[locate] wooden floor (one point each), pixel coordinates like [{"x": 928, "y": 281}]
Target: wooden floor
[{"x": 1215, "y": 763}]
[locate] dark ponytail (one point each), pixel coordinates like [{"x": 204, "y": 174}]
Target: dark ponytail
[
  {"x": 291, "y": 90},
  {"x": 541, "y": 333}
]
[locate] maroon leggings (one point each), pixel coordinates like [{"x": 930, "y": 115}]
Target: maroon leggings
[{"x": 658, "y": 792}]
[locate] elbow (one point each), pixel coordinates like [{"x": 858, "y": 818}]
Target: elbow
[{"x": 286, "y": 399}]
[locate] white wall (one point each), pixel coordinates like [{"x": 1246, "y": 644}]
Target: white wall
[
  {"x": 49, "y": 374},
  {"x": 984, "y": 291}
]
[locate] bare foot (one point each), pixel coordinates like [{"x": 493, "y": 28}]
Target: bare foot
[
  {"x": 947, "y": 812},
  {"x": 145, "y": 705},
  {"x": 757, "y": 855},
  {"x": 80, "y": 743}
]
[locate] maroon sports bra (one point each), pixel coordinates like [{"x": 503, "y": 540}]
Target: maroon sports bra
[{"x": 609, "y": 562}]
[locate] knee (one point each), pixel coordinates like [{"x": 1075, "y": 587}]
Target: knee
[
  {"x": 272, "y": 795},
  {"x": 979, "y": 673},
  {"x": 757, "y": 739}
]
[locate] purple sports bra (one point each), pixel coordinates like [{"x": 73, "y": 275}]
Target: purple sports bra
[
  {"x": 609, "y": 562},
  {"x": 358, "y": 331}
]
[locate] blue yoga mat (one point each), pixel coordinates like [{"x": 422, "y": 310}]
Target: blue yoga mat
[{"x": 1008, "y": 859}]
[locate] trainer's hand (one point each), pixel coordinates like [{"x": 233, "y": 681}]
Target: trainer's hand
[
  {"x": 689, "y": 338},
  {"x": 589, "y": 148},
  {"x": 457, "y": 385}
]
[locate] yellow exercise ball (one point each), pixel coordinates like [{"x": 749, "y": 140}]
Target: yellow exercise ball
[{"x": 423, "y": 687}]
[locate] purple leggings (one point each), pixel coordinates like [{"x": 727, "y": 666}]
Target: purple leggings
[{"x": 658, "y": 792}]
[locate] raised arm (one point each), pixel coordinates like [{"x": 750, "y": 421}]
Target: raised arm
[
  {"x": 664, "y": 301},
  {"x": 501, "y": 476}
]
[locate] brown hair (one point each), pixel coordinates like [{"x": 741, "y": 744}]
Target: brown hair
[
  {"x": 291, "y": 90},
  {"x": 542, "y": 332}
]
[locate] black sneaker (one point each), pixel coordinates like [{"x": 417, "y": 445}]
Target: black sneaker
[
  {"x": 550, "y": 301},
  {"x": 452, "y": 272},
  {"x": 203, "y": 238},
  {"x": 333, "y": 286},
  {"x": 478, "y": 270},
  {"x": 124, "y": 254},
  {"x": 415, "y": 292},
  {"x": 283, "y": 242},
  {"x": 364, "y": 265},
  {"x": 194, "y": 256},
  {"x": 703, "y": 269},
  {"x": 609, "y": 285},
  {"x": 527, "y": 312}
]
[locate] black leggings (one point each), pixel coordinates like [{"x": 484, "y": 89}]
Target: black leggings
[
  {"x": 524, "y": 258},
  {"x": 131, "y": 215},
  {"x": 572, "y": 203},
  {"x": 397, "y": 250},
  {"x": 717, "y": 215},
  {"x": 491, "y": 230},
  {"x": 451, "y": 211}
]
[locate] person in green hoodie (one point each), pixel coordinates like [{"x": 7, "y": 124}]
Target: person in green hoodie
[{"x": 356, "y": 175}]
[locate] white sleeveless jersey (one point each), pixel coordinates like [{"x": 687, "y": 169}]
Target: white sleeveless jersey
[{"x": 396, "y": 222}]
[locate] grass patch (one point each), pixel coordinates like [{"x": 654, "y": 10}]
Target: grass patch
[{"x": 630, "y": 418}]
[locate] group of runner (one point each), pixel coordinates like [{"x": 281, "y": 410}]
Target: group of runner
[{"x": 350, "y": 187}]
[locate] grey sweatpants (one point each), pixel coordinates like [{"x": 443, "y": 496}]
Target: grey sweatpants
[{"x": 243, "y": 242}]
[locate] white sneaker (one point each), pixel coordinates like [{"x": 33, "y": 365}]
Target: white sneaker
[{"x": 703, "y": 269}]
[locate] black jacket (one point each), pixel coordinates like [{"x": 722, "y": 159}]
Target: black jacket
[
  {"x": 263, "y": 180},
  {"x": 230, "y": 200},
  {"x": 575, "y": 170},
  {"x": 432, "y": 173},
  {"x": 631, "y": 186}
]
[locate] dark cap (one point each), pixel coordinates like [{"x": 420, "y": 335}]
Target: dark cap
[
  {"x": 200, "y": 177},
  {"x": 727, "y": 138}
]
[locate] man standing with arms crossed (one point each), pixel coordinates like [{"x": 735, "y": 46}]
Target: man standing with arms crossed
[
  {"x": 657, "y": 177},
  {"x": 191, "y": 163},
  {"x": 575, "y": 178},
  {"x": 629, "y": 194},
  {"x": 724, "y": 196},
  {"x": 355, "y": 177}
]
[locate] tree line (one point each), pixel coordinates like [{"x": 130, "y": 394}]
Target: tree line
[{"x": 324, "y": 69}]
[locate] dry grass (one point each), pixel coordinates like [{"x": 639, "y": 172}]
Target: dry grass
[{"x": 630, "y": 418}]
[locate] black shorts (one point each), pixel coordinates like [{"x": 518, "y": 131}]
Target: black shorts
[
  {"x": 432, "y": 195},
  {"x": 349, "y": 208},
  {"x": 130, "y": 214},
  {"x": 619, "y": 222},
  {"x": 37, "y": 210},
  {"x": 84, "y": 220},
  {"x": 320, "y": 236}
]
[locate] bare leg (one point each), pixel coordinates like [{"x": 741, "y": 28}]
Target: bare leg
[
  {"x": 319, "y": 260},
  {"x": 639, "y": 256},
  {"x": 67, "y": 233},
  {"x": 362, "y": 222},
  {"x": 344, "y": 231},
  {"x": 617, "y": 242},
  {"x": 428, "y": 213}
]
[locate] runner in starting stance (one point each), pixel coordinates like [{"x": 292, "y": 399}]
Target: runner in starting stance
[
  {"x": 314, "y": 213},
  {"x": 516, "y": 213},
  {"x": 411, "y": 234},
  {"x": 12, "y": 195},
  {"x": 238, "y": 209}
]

_ _ _

Exercise brief: Begin with the line that contains "[locate] bare leg" and quote each line after it exactly, stopping after the last line of the data.

The result:
[locate] bare leg (one point each), pixel coordinates like [{"x": 741, "y": 28}]
Target: bare leg
[
  {"x": 319, "y": 260},
  {"x": 639, "y": 256},
  {"x": 67, "y": 233},
  {"x": 362, "y": 222},
  {"x": 344, "y": 231},
  {"x": 617, "y": 242},
  {"x": 428, "y": 213}
]
[locate] runner in starting stance (one point each), pixel coordinates like [{"x": 292, "y": 399}]
Target: runner in starting stance
[
  {"x": 314, "y": 213},
  {"x": 516, "y": 213},
  {"x": 411, "y": 234},
  {"x": 12, "y": 195},
  {"x": 238, "y": 209}
]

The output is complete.